Stated problem => Rewrite only the part of the items below that opens with the line containing "Teacher note: indicate the yellow" and closes with the line containing "point(314, 282)". Replace "yellow leg" with "amber leg" and change nothing else.
== Records provided
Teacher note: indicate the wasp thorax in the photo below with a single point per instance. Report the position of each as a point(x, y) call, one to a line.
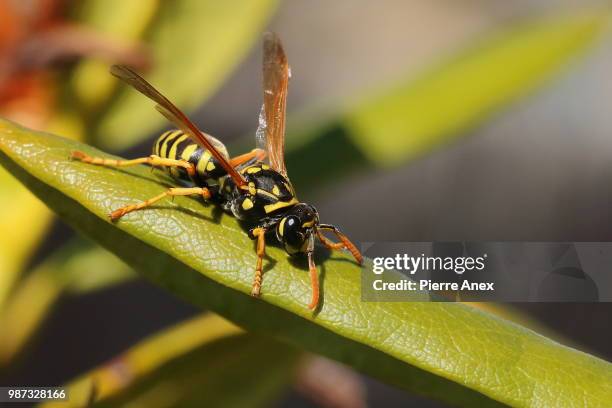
====
== Records provided
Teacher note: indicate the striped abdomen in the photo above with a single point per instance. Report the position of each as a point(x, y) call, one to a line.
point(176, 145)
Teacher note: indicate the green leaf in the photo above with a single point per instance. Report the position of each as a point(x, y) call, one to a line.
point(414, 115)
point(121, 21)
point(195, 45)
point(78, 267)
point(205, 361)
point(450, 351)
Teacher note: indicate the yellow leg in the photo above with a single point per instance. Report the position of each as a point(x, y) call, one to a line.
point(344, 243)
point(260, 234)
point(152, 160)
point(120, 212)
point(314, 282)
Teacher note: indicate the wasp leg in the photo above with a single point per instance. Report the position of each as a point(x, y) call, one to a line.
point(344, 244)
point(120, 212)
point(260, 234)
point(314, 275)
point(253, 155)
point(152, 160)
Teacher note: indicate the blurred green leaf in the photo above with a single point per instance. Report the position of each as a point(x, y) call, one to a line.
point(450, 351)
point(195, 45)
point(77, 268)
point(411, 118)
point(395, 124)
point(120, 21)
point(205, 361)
====
The completed task =>
Teacher note: indicate the amber leg in the photo above with a single point per instance. Report the position of each as a point(x, y) call, one to a line.
point(344, 243)
point(260, 234)
point(152, 160)
point(120, 212)
point(314, 282)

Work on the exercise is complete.